- Try it
The answer must be the full listing, word for word, with no pictures in it.

- Listed entries
————

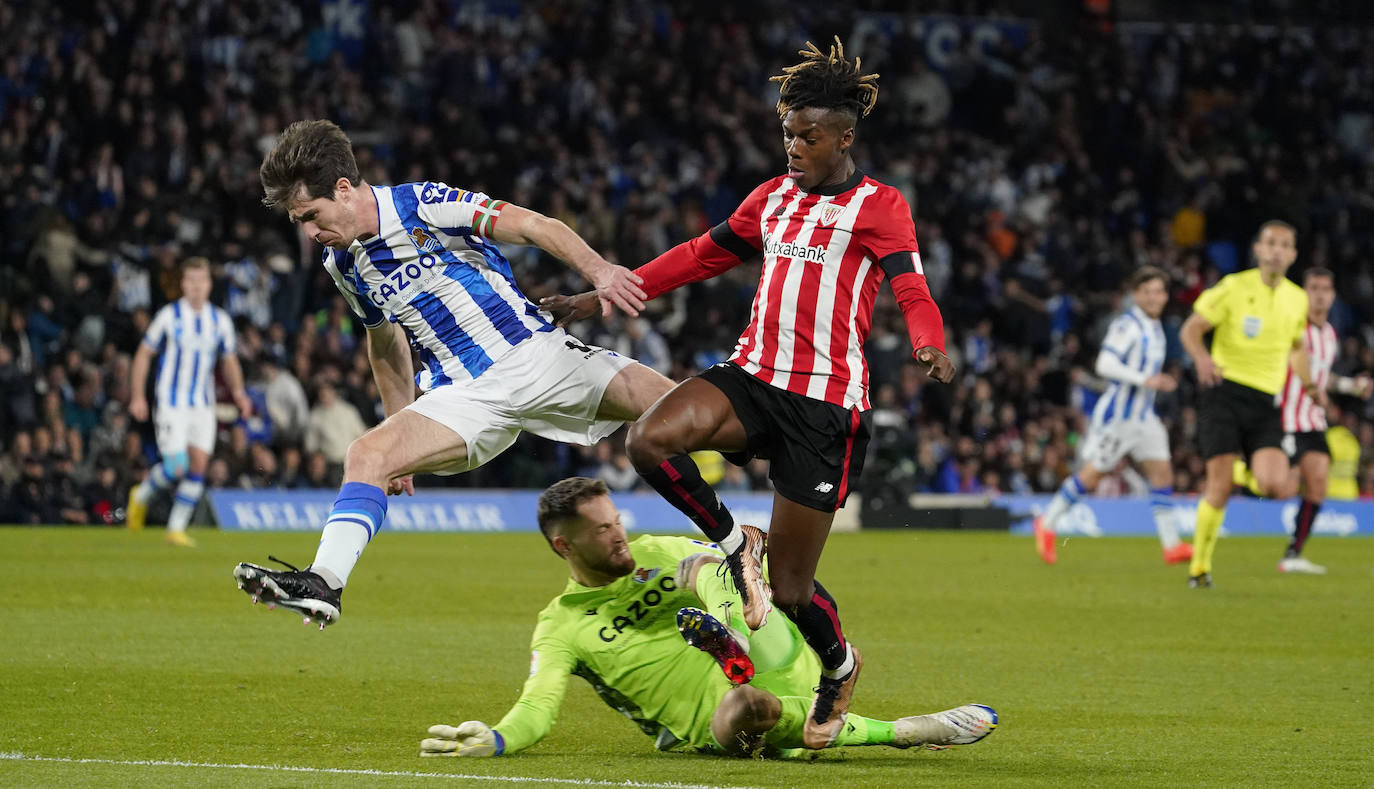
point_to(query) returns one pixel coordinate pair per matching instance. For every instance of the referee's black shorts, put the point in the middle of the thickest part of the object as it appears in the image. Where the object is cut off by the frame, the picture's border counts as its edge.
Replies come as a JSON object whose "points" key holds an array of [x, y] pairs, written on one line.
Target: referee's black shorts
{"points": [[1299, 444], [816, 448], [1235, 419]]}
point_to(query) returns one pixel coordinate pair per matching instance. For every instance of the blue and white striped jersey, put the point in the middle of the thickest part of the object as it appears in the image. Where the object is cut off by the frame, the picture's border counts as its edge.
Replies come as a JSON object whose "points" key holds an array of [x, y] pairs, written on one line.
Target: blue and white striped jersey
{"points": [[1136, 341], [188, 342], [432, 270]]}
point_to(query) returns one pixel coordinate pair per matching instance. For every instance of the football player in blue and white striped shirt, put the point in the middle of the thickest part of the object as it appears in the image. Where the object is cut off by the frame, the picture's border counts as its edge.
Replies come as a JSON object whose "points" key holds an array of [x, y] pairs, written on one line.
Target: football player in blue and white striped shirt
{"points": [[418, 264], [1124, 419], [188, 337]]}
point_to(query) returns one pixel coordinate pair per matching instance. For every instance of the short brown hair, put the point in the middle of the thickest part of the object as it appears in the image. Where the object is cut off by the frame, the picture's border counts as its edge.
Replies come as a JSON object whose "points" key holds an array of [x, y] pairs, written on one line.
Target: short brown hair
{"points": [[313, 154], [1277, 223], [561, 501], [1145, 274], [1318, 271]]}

————

- Output of the exercise
point_to(query) returns one pixel coordinate pair per matching instance. For every instance of the referee's black shorts, put the point in the middle of the thickest part of the object as it appears in the image. Where the object is cut off by the frame, the picture's border counts as its edge.
Replies come as a JSON object whose "points" key holds an array of [x, y] pairs, written on one line.
Target: referee's black shorts
{"points": [[1299, 444], [816, 448], [1235, 419]]}
point_to(query) returns one pixel coordinate pair per matching instance. For every instance of the blue and white striped jersey, put the point in the middle of the thickest part of the object as it appears in the image. Where the object is cut off by the frame, the picture's border counts as its edge.
Replies come as a JSON object whose "points" key holds an array of [x, y] pairs, written on one line.
Target: blue and white striped jersey
{"points": [[1136, 341], [188, 342], [432, 270]]}
point_to(query) returns one pixel coordinate pair per matching instance. For every instance of the football player in blue and white striped shirt, put the point in the middle of the thickest part of the object as it appears in the image. Where the object is cut off by the frame, the picture's border counts as its edge.
Replies come as a JSON object whose "points" key holds an array of [x, y] pairs, written on one line.
Target: football player in blue and white striped shirt
{"points": [[418, 264], [1124, 419], [188, 337]]}
point_to(query) returns one pixel coordinate pair per matching instance. For every instance of the short brown hair, put the point in the middle of the thickest part of the object as it appears in the image. Where the object is cut off by the frame, the picture's border counts as its edge.
Replies come as a JSON object whose "points" key holds an array of [x, y] pairs, written on one line.
Target: short brown hair
{"points": [[313, 154], [1277, 223], [561, 501], [1145, 274], [1318, 271]]}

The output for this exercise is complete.